━━━ Extrait de page ━━━
En plus, depuis qu’ils sont arrivés, malgré la canicule, une sueur glacée lui colle au dos… Cette maison, il ne la sent pas du tout. Tout ces bruits, ces craquements, ce silence trop dense. Sa petite sœur de cinq ans se met à hurler la nuit et il ne la reconnaît plus – elle parle toute seule et son regard n’est plus le même. Elle semble s’être liée d’amitié avec une fille qu’elle est la seule à voir. Mais le pire dans tout ça, c’est que ses parents ne se rendent compte de rien.

Pour passer le temps, Malo explore la maison, de la cave au grenier, bien décidé à en percer le mystère. Il enfourche son vélo chaque jour et parcourt les forêts à la façon du petit poucet, pour ne pas se perdre. C’est comme ça qu’il tombe sur une maison en ruines, aux airs inquiétants… Dans laquelle il va découvrir une cassette audio et exhumer une histoire vieille de 30 ans.
━━━ Enregistrements extraits ━━━
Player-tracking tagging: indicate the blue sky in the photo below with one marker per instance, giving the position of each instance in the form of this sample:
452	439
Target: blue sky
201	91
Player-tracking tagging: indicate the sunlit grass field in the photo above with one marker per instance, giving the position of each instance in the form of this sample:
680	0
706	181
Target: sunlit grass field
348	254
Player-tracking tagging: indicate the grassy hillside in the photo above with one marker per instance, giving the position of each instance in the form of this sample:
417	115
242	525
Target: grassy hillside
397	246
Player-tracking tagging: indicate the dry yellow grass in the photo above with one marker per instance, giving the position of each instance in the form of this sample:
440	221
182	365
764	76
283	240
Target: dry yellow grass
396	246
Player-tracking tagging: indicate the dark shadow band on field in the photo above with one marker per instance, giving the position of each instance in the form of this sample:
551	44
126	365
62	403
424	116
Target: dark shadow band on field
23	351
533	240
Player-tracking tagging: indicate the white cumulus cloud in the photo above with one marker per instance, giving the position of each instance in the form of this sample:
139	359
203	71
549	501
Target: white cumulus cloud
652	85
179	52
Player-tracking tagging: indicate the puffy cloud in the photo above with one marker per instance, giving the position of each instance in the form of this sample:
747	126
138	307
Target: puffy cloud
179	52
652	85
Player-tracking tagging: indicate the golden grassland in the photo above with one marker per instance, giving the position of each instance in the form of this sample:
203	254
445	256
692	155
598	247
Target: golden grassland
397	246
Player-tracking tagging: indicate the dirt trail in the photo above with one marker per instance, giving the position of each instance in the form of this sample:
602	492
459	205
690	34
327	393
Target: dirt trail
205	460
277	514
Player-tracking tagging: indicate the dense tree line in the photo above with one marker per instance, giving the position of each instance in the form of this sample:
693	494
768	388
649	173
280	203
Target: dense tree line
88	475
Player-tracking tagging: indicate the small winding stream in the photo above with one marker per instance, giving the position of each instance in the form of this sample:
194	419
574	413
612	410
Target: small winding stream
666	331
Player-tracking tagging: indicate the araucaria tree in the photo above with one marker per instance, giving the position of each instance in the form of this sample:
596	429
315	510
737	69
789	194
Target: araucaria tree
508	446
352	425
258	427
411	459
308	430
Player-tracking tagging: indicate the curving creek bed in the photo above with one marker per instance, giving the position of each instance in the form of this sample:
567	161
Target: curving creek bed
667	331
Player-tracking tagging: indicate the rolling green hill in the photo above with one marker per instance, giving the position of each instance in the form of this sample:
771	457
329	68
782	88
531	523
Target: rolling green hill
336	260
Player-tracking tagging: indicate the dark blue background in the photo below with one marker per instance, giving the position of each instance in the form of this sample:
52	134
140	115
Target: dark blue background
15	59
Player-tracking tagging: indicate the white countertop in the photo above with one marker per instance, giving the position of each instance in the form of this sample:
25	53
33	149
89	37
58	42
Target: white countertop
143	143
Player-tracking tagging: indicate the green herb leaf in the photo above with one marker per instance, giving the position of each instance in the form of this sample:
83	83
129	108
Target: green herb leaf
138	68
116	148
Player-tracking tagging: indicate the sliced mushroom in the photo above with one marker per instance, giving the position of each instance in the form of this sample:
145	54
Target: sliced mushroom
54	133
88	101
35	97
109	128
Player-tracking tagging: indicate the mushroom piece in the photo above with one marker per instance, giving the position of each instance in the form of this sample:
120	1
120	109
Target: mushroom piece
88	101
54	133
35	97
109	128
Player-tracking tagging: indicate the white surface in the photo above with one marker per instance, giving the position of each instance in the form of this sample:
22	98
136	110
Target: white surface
━━━
▶ [Problèmes à résoudre]
1/ Traduisez en anglais la phrase suivante de l'extrait de page : « Il enfourche son vélo chaque jour et parcourt les forêts à la façon du petit poucet, pour ne pas se perdre. »
2/ D'après l'extrait de page, qu'est-ce que Malo va découvrir dans la maison en ruines ?
3/ Recopiez mot pour mot le passage de l'extrait de page qui va de « En plus, depuis » jusqu'à « vieille de 30 ans. ».

▶ [Problèmes résolus]
1/ He gets on his bike every day and roams the forests like Tom Thumb, so as not to get lost.

2/ Une cassette audio.

3/
En plus, depuis qu’ils sont arrivés, malgré la canicule, une sueur glacée lui colle au dos… Cette maison, il ne la sent pas du tout. Tout ces bruits, ces craquements, ce silence trop dense. Sa petite sœur de cinq ans se met à hurler la nuit et il ne la reconnaît plus – elle parle toute seule et son regard n’est plus le même. Elle semble s’être liée d’amitié avec une fille qu’elle est la seule à voir. Mais le pire dans tout ça, c’est que ses parents ne se rendent compte de rien.

Pour passer le temps, Malo explore la maison, de la cave au grenier, bien décidé à en percer le mystère. Il enfourche son vélo chaque jour et parcourt les forêts à la façon du petit poucet, pour ne pas se perdre. C’est comme ça qu’il tombe sur une maison en ruines, aux airs inquiétants… Dans laquelle il va découvrir une cassette audio et exhumer une histoire vieille de 30 ans.